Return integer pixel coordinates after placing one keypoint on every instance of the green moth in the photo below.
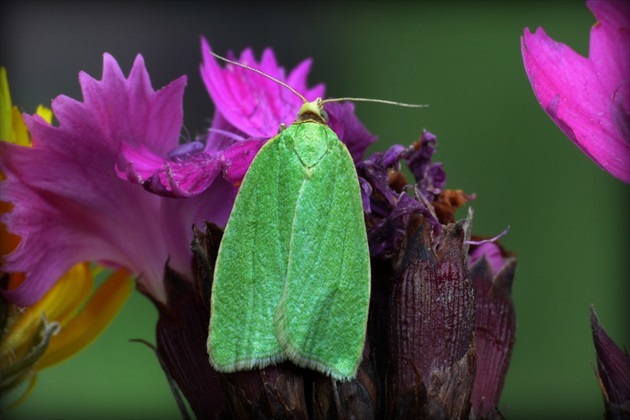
(292, 278)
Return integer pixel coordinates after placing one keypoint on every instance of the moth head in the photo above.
(312, 112)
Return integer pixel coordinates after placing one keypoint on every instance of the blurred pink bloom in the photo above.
(253, 104)
(70, 206)
(588, 98)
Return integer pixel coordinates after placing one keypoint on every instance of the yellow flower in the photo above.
(67, 318)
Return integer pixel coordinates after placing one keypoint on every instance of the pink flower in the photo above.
(253, 104)
(70, 206)
(588, 98)
(249, 110)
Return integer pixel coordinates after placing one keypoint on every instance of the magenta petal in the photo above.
(69, 205)
(182, 174)
(491, 252)
(588, 98)
(250, 102)
(236, 159)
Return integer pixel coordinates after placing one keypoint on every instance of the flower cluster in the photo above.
(111, 183)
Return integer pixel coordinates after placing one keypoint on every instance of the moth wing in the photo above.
(251, 267)
(322, 317)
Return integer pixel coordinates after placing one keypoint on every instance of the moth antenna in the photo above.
(380, 101)
(262, 73)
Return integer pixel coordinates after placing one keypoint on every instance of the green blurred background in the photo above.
(569, 219)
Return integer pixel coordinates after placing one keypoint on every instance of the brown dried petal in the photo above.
(431, 346)
(613, 372)
(495, 328)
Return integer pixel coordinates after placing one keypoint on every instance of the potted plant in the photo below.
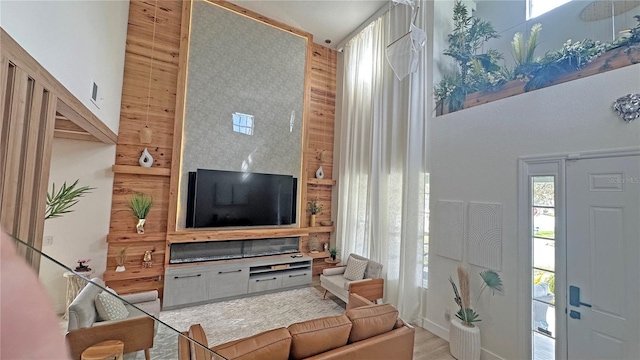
(140, 204)
(314, 208)
(464, 336)
(61, 201)
(333, 253)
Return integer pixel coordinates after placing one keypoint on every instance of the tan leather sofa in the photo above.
(367, 332)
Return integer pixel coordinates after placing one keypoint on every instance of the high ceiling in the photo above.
(325, 19)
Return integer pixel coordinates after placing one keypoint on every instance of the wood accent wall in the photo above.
(158, 181)
(30, 98)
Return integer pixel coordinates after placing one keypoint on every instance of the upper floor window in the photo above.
(243, 123)
(536, 8)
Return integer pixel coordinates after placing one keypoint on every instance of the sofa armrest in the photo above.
(371, 289)
(136, 334)
(139, 297)
(334, 271)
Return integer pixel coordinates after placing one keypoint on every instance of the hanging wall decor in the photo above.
(146, 160)
(628, 107)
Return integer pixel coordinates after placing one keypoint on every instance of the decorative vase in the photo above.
(140, 226)
(146, 160)
(464, 341)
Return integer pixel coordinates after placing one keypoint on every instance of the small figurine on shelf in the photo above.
(314, 208)
(147, 261)
(82, 265)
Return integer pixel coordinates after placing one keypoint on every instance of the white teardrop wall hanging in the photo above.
(146, 160)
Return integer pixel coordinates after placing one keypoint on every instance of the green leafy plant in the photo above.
(524, 53)
(477, 71)
(140, 204)
(333, 253)
(314, 207)
(466, 314)
(572, 57)
(61, 201)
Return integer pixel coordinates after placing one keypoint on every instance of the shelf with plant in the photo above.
(479, 79)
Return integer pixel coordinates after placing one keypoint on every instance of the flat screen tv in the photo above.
(218, 198)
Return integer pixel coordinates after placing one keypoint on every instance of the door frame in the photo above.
(553, 164)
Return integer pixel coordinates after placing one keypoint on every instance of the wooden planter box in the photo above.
(611, 60)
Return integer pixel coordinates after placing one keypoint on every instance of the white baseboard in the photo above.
(435, 328)
(444, 334)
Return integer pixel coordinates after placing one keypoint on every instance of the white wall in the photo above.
(77, 42)
(83, 232)
(474, 155)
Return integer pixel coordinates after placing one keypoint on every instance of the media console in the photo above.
(199, 283)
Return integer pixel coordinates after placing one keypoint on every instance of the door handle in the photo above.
(574, 314)
(574, 297)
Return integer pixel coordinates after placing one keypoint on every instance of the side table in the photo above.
(106, 350)
(75, 284)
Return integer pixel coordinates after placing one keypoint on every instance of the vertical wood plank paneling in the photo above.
(29, 156)
(165, 119)
(148, 98)
(16, 123)
(42, 165)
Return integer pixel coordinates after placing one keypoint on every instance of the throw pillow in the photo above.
(110, 307)
(355, 269)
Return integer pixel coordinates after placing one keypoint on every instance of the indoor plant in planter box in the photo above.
(140, 204)
(464, 336)
(314, 209)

## Instructions for the task
Set out everything from the line containing "pillow in the photo above." down to the last of the rows above as a Markdown table with the columns No. and Line. Number each line in order and leave out any blank lines.

## Solution for this problem
| No. | Line |
|---|---|
| 1 | Return integer pixel coordinates after placing one keypoint on every instance of the throw pillow in the photo above. |
| 2 | (110, 307) |
| 3 | (355, 269) |
| 4 | Return integer pixel coordinates after placing one keypoint on every instance of the indoor plant in planter box in the photo above. |
| 5 | (140, 204) |
| 6 | (464, 336) |
| 7 | (314, 209) |